SHORT EXERCISE: Reproduce every line of the material below, word for word and without changes.

[Data records]
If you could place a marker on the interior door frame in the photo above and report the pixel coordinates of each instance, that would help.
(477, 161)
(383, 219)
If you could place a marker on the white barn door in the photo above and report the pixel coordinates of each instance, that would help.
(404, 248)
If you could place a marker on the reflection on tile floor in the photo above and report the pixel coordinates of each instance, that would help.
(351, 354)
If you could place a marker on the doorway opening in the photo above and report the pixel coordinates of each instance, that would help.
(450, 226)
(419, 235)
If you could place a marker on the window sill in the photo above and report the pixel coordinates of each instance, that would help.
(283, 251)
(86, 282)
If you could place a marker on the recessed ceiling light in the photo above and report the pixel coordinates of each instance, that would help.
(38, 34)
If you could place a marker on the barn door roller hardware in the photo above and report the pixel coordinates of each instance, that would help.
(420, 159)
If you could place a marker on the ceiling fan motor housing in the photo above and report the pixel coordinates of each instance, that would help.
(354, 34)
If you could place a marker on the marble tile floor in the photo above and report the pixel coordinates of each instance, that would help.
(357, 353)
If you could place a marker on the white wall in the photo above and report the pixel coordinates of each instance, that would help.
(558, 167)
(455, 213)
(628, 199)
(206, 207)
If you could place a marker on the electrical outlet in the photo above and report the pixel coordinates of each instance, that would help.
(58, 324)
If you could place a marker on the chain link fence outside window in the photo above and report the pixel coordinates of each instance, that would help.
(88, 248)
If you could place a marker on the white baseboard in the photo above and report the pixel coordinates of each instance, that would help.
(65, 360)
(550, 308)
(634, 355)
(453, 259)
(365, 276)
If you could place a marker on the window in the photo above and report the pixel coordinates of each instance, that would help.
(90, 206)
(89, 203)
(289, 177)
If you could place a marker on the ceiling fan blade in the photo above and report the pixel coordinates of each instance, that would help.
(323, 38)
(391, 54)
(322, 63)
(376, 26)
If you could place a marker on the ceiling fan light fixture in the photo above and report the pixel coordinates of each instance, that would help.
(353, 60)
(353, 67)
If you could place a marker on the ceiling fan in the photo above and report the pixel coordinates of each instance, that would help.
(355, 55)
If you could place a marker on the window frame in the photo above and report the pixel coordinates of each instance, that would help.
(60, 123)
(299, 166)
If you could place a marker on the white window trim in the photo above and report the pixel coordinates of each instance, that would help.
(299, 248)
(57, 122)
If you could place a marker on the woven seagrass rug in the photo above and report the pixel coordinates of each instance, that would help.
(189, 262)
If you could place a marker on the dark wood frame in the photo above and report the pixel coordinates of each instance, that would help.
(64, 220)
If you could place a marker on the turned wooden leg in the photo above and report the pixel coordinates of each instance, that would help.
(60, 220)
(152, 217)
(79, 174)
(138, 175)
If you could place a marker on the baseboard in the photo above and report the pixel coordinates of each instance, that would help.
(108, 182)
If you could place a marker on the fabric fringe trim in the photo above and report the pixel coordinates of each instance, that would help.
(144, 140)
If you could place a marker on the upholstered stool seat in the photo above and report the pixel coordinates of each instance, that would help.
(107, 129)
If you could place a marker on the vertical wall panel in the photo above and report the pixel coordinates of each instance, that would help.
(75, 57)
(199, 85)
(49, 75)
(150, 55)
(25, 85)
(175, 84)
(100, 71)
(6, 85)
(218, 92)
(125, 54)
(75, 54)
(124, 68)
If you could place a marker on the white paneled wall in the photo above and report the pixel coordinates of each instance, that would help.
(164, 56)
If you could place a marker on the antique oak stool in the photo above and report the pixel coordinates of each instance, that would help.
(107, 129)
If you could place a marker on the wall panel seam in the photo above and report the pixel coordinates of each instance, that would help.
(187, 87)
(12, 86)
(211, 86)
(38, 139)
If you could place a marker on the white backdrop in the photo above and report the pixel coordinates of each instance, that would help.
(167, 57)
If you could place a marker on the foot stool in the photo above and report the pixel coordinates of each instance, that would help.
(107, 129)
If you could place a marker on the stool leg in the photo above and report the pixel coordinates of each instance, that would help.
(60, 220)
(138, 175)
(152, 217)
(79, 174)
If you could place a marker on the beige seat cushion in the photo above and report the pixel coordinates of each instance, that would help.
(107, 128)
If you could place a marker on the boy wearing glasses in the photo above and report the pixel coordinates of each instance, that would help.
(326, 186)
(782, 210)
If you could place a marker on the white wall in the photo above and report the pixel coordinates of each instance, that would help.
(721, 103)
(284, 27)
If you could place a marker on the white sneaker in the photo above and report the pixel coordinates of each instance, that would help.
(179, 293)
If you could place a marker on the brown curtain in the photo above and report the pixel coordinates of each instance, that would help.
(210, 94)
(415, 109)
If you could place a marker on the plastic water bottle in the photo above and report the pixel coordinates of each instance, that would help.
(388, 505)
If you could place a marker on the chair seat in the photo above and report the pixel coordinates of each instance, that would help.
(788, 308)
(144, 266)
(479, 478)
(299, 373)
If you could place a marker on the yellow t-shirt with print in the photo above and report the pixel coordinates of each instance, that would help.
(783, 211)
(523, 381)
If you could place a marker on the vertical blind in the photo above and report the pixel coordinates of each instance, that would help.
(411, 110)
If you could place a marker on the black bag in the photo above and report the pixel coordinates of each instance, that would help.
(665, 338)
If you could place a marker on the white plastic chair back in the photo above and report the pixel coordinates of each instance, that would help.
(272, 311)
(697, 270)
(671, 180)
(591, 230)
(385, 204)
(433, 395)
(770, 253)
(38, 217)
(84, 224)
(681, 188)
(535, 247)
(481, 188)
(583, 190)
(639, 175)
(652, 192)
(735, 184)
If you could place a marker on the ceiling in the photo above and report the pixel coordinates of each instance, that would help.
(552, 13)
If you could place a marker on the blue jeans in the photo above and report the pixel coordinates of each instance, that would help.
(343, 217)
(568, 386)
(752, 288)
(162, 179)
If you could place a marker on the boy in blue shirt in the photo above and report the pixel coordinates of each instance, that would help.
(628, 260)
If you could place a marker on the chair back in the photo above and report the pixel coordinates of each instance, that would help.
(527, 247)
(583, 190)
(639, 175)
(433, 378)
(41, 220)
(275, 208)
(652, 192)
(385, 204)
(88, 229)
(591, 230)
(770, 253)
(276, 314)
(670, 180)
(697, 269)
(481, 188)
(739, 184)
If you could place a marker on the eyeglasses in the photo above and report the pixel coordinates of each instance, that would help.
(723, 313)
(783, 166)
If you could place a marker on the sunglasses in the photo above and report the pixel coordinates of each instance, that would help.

FINAL RESULT:
If you could place a marker on the interior door frame in the photo above and report the pixel coordinates of each instance, that would help.
(477, 161)
(383, 219)
If you could place a marker on the white barn door in the photo above and report the pixel coordinates of each instance, that would help.
(404, 248)
If you could place a marker on the reflection on tile floor in the photo above and report the pixel coordinates of each instance, that would help.
(351, 354)
If you could place a marker on the doorway opening in the photo above and report the pixel coordinates of each instance, that would help.
(450, 226)
(419, 235)
If you could place a marker on the window sill in the photo above and report the pixel coordinates of each instance, that would help.
(283, 251)
(86, 282)
If you could place a marker on the recessed ceiling light in the photo above and report the pixel coordinates of each instance, that would help.
(38, 34)
If you could place a marker on the barn door roller hardware in the photo above and report the pixel coordinates of each instance, that would help.
(420, 159)
If you could place a marker on the ceiling fan motor housing in the photo above and report the pixel coordinates of each instance, that would help.
(354, 34)
If you could place a marker on the marble tile floor in the photo above and report the pixel coordinates of each instance, that would help.
(357, 353)
If you could place a marker on the white wall in the photo above and report the pixel coordinates of each instance, that would help.
(558, 167)
(455, 213)
(628, 199)
(206, 207)
If you could place a marker on the electrical outlet in the photo above and report the pixel coordinates of each instance, that would help.
(58, 324)
If you could place a marker on the chain link fence outside window in the photo above and report the pixel coordinates of each instance, that would help.
(88, 248)
If you could place a marker on the white baseboard in the photo above and report the pixel coordinates of each instance, that would help.
(65, 360)
(550, 308)
(634, 355)
(453, 259)
(365, 276)
If you could place a marker on the window in the photo above and report the pixel coordinates of each instance, that would help.
(90, 206)
(89, 203)
(289, 177)
If you could place a marker on the ceiling fan blade in the photo above and report the pixel coordinates of each instance, that would help.
(323, 38)
(391, 54)
(322, 63)
(376, 26)
If you could place a marker on the ceiling fan light fixture in the photo above and report the pixel coordinates of each instance, that would help.
(353, 60)
(353, 67)
If you could place a marker on the ceiling fan in the photo above and report the pixel coordinates of each instance, that would help.
(355, 55)
If you could place a marker on the window frame in the photo above and report the pixel coordinates of each instance, that would help.
(60, 123)
(299, 166)
If you could place a marker on the white window trim in the photo above and report the pixel coordinates of each instance, that would help.
(299, 248)
(57, 122)
If you could place a marker on the woven seagrass rug in the photo above and report the pixel coordinates of each instance, that would help.
(189, 262)
If you could place a marker on the dark wood frame in the photo above and report the pixel coordinates of each instance, that would help.
(64, 220)
If you could place a marker on the turned wooden leg in the photo above and report the pixel coordinates of each instance, that would help.
(60, 220)
(152, 217)
(79, 174)
(138, 175)
If you could place a marker on the baseboard in the photo above and report the pixel coordinates of each instance, that would help.
(108, 182)
If you could place a marker on the fabric fringe trim in the photo above and report the pixel coordinates of each instance, that would help.
(144, 140)
If you could place a marker on the upholstered stool seat in the photo above and report the pixel coordinates of each instance, that would help.
(107, 129)
If you could place a marker on the vertical wall panel in the photo above and report the pixel coordinates of each instance, that would help.
(75, 57)
(199, 85)
(49, 75)
(150, 55)
(25, 85)
(175, 84)
(100, 71)
(6, 85)
(218, 92)
(125, 54)
(75, 54)
(124, 68)
If you could place a marker on the white paneled wall in the photo above and report the pixel coordinates of each instance, that would help.
(164, 56)
If you could place a marker on the antique oak stool in the photo above and report the pixel coordinates of each instance, that would help.
(107, 129)
If you could place a marker on the wall panel seam in the photo above and report the pixel coordinates of each instance, that would help.
(187, 87)
(12, 86)
(211, 86)
(38, 139)
If you could place a marker on the white backdrop in the photo above and report the pixel coordinates of each instance, that would help.
(167, 57)
If you could place a marker on the foot stool in the photo above and report the pixel coordinates of each instance, that would help.
(107, 129)
If you could place a marker on the stool leg in the photo above and report the pixel coordinates of each instance, that would help.
(60, 220)
(138, 175)
(152, 217)
(79, 174)
If you could place a marker on the beige seat cushion in the photo above and report the pixel coordinates of each instance, that would help.
(107, 128)
If you could place a marker on the boy wearing glasses in the photo above and report the pixel coordinates of each instance, that would help.
(326, 186)
(782, 210)
If you could place a marker on the white wall in the photo above and report the pixel coordinates of each instance, that would help.
(721, 103)
(284, 27)
If you could place a marker on the white sneaker in the photo above and report the pixel coordinates of each instance, that would help.
(179, 293)
If you could place a marker on the brown curtain in the photo above and report the pixel coordinates of each instance, that would help.
(210, 94)
(415, 109)
If you could place a marker on the plastic water bottle in the photo above and report the pixel coordinates of each instance, that would help.
(388, 505)
If you could place a marker on the chair seat in the photo above and report the pixel coordinates of each instance, that would help.
(788, 308)
(144, 266)
(479, 478)
(299, 373)
If you could place a marker on the yellow t-shirt with print in the photo above and report the pixel coordinates of each instance, that would help.
(783, 211)
(523, 381)
If you could place a marker on the vertical blind in the photo above and report the pixel coordinates of each instance, that would help.
(411, 110)
If you could place a marker on the black bag in the photo above and report the pixel coordinates of each instance, that would help.
(665, 338)
If you could place a marker on the white plastic chair back in the photo above and report the pixel coordinates of each instance, that would help.
(272, 311)
(697, 270)
(671, 180)
(591, 230)
(385, 204)
(433, 395)
(770, 253)
(38, 217)
(84, 224)
(681, 188)
(535, 247)
(481, 188)
(583, 190)
(639, 175)
(652, 192)
(735, 184)
If you could place a marker on the ceiling in the photo above and report the pixel coordinates of each instance, that would help.
(552, 13)
If you could place a marker on the blue jeans in the photo above and report the pixel coordinates of each instance, that would help.
(343, 217)
(568, 386)
(752, 288)
(162, 179)
If you could place a marker on the boy in blue shirt in the photo above and report the pixel coordinates of each instance, that would help.
(628, 260)
If you could place a marker on the chair back in the photo above and report the pixel coordinates of each instance, that would help.
(527, 247)
(583, 190)
(639, 175)
(433, 378)
(41, 220)
(275, 208)
(652, 192)
(385, 204)
(88, 229)
(591, 230)
(770, 253)
(276, 314)
(670, 180)
(697, 269)
(481, 188)
(739, 184)
If you could place a marker on the eyeglasses in the photo above and report the pixel coordinates of each instance, that would help.
(723, 313)
(783, 166)
If you could place a marker on the sunglasses in the photo above and report the pixel coordinates of each instance, that would help.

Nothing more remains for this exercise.